** What is asked **
Update the stretch from "Mark every instance of ukrainian" through "114;70;140;90", changing "ukrainian flag" to "blue and yellow flag" and leaving everything else as it stands.
--- begin Material provided ---
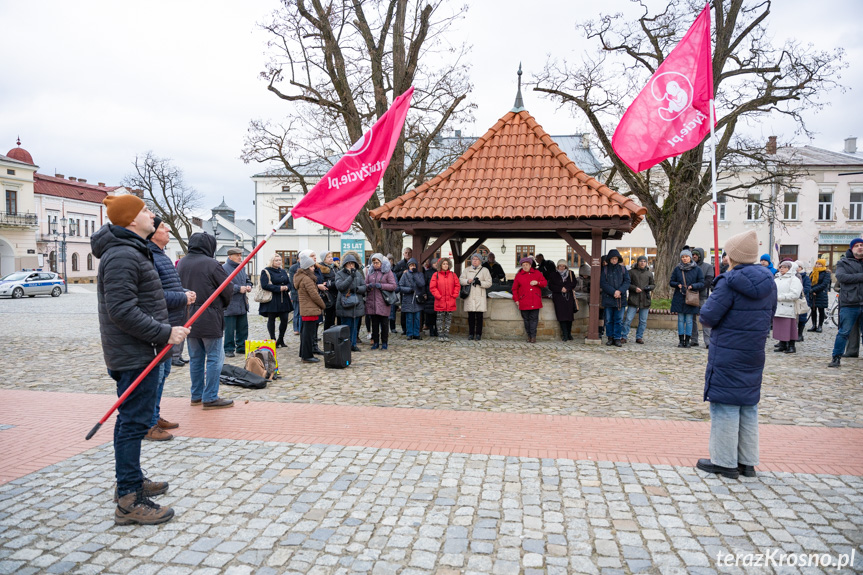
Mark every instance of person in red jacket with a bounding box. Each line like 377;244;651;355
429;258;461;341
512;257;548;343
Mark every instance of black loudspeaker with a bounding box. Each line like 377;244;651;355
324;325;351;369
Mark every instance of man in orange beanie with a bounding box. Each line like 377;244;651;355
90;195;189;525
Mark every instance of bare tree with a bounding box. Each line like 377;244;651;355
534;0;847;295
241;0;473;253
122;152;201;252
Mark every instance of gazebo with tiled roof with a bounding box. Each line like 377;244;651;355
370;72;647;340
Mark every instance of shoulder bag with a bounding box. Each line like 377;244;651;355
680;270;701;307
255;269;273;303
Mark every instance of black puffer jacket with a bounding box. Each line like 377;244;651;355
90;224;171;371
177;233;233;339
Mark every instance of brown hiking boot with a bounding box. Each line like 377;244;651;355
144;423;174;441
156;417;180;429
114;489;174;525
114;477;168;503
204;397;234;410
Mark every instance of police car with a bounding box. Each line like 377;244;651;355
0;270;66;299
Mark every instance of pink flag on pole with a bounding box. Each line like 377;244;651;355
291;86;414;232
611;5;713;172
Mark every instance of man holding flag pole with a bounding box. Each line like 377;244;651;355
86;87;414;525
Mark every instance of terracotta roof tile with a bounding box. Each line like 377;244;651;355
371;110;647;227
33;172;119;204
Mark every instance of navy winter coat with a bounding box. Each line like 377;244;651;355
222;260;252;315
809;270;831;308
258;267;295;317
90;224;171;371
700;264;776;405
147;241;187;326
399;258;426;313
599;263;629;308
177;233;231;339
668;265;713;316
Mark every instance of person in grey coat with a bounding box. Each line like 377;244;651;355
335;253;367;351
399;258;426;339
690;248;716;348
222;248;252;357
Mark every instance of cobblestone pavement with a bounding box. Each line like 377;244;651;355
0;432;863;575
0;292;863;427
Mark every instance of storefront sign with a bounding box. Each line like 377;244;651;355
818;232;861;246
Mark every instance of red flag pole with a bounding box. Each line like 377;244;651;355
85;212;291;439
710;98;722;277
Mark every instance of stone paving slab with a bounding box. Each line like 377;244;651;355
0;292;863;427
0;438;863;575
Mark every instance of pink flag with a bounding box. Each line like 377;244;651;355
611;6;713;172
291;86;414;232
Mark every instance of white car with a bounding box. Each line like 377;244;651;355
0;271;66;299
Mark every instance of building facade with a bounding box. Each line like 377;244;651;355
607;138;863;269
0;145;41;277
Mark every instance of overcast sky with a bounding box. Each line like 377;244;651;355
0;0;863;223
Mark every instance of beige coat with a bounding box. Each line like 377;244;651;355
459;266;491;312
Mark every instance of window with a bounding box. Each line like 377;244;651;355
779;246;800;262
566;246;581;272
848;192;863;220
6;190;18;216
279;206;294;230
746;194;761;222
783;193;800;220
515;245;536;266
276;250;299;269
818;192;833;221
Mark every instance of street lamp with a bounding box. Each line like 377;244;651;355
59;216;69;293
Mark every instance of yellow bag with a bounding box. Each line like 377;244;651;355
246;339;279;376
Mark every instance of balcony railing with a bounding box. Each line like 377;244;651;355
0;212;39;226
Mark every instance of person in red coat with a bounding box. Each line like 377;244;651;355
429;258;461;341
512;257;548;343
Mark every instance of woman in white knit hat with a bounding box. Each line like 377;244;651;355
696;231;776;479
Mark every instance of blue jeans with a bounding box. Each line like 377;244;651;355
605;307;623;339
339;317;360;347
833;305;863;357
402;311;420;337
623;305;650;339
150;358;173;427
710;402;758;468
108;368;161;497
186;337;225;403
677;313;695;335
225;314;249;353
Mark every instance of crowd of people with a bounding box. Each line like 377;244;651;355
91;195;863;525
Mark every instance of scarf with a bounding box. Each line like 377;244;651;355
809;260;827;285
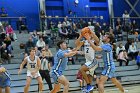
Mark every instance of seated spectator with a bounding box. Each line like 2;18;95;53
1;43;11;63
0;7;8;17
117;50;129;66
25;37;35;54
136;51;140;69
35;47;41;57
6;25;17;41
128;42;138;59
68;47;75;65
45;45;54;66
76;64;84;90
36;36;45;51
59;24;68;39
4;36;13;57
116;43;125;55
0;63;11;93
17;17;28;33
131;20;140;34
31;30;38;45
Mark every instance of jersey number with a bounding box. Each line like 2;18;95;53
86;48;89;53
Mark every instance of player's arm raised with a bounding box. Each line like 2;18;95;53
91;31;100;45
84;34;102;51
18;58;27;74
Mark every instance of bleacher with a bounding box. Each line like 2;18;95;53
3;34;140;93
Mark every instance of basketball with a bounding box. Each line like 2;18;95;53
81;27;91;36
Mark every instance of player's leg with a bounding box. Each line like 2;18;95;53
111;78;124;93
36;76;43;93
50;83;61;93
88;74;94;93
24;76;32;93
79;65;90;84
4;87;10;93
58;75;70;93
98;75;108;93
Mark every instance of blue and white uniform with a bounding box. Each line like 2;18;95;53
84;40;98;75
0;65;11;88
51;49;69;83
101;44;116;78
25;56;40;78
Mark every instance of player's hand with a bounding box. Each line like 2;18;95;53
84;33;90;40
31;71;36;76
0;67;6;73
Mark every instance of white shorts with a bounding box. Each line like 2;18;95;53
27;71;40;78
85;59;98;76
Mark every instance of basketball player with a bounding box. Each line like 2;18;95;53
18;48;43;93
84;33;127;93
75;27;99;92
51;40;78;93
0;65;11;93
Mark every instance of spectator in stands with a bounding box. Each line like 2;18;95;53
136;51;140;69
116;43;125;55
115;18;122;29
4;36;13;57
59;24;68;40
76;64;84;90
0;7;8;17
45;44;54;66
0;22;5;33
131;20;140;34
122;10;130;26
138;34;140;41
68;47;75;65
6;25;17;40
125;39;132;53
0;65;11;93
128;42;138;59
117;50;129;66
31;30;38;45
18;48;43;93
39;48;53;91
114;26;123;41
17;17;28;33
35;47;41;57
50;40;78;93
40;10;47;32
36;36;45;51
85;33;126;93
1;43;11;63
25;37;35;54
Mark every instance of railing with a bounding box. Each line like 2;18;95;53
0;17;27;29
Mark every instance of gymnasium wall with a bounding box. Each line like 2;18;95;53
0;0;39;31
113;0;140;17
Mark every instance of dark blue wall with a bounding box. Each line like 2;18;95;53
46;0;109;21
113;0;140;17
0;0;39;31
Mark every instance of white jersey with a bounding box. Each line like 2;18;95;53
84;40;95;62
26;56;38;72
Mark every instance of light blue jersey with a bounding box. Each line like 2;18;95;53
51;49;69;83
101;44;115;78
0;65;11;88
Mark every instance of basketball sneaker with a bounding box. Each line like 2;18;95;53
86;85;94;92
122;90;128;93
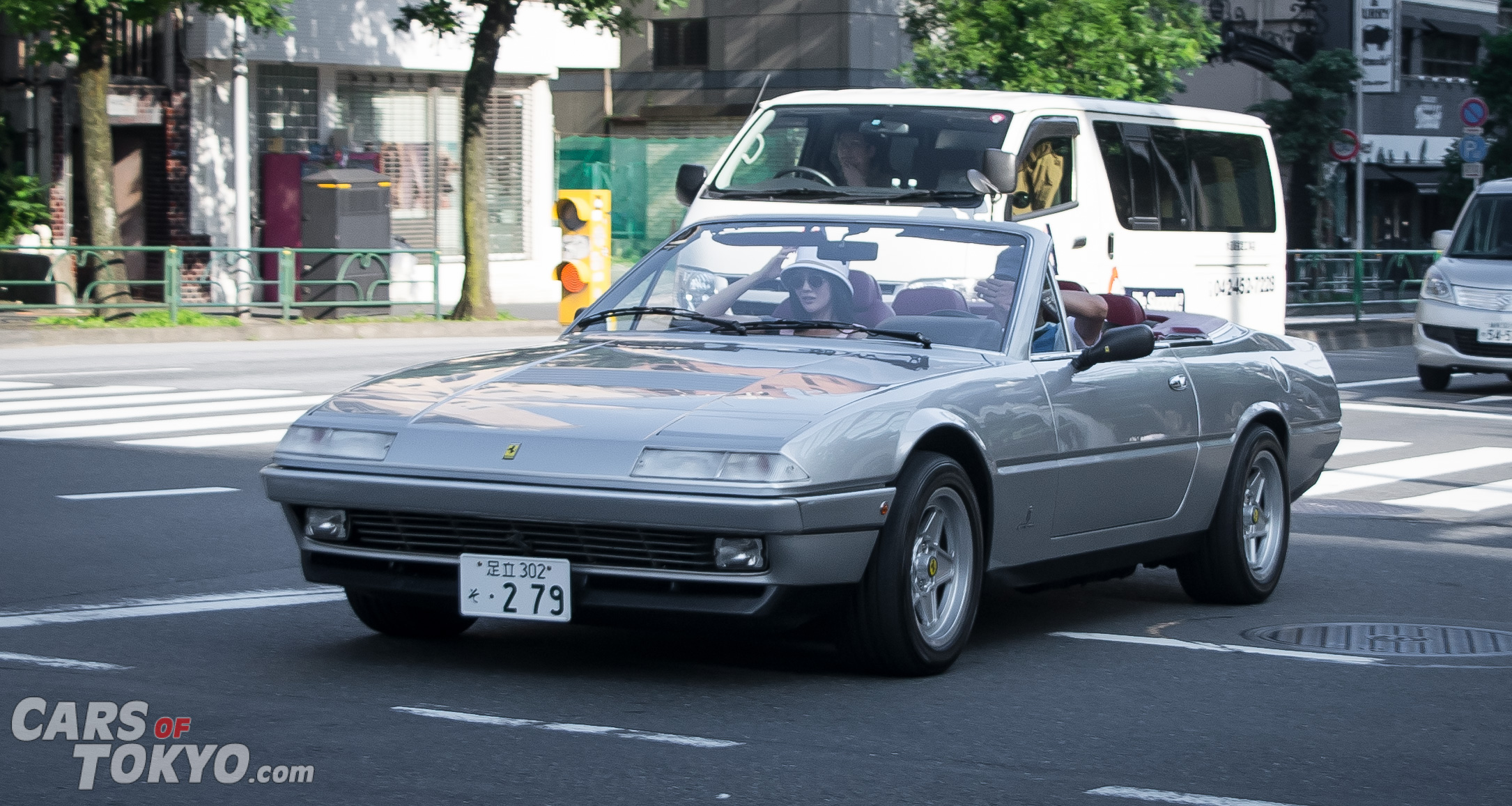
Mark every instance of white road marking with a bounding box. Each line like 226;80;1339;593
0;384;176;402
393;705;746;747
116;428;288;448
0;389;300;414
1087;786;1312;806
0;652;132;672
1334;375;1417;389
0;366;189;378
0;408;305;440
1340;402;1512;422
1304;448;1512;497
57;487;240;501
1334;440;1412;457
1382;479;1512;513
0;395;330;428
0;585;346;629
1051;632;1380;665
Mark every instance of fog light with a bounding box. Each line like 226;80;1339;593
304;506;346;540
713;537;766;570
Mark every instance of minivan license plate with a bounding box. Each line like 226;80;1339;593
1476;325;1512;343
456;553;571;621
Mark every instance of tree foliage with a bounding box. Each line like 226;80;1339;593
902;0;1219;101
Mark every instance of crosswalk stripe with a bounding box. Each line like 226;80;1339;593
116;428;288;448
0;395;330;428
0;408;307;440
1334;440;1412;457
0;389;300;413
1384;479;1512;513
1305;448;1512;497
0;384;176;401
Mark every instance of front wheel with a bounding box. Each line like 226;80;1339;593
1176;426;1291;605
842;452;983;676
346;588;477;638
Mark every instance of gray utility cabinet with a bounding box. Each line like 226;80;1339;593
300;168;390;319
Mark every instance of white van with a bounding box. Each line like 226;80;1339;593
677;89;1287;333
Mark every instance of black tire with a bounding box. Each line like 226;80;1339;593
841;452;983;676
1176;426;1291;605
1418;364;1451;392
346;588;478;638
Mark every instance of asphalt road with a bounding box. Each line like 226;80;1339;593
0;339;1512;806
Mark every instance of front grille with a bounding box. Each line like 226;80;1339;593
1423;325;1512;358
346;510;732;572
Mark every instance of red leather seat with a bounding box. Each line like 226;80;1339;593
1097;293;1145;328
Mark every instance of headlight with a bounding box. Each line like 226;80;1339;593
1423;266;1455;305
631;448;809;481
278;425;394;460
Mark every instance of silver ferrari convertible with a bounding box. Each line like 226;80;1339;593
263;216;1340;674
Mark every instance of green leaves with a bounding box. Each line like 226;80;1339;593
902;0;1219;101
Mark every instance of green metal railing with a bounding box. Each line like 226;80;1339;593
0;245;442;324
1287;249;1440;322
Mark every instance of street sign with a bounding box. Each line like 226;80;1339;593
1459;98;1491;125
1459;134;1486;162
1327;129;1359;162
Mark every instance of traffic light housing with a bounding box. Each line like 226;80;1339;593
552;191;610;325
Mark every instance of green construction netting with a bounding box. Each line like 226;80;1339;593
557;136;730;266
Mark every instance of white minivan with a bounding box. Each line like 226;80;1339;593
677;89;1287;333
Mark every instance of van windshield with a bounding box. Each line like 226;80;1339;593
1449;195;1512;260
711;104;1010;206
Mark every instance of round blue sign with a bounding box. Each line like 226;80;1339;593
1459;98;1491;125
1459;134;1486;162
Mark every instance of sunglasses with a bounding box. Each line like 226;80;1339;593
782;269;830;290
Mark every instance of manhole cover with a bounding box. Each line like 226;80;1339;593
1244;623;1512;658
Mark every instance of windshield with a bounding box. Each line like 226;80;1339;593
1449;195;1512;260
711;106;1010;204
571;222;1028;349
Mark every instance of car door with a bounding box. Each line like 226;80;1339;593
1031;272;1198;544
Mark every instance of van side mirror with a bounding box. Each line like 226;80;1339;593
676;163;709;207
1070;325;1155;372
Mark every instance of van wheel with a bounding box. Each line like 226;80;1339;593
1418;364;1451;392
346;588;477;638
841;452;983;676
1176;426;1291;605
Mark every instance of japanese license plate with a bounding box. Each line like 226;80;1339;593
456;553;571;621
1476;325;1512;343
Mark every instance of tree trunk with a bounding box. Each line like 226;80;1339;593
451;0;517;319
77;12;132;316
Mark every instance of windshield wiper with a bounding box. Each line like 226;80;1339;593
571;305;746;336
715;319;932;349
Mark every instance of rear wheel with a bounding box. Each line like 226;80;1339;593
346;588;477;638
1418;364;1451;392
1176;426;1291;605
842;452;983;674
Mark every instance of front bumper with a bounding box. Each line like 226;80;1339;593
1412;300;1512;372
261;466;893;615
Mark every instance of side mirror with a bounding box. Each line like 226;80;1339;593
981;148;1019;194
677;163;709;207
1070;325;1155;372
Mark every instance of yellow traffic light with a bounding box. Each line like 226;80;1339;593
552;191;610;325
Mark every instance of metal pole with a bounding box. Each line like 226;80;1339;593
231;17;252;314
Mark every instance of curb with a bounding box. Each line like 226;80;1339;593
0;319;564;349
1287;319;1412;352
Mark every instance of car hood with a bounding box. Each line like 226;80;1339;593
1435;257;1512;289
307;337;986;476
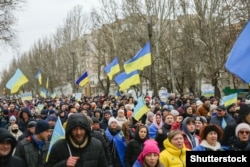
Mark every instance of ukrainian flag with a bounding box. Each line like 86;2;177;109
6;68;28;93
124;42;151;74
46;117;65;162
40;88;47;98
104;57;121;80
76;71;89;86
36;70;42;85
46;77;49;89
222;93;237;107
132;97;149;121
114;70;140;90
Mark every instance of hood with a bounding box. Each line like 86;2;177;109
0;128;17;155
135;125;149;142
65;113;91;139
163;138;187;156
--- end Material provided ---
** Exercise answer **
Mark every instance of blue and yellow flag with a bounding box. Each line like 86;2;177;109
6;68;28;93
124;42;151;74
46;117;65;162
40;88;47;98
104;57;121;80
76;71;89;86
36;70;42;85
46;77;49;89
222;93;237;107
132;97;149;121
114;70;140;90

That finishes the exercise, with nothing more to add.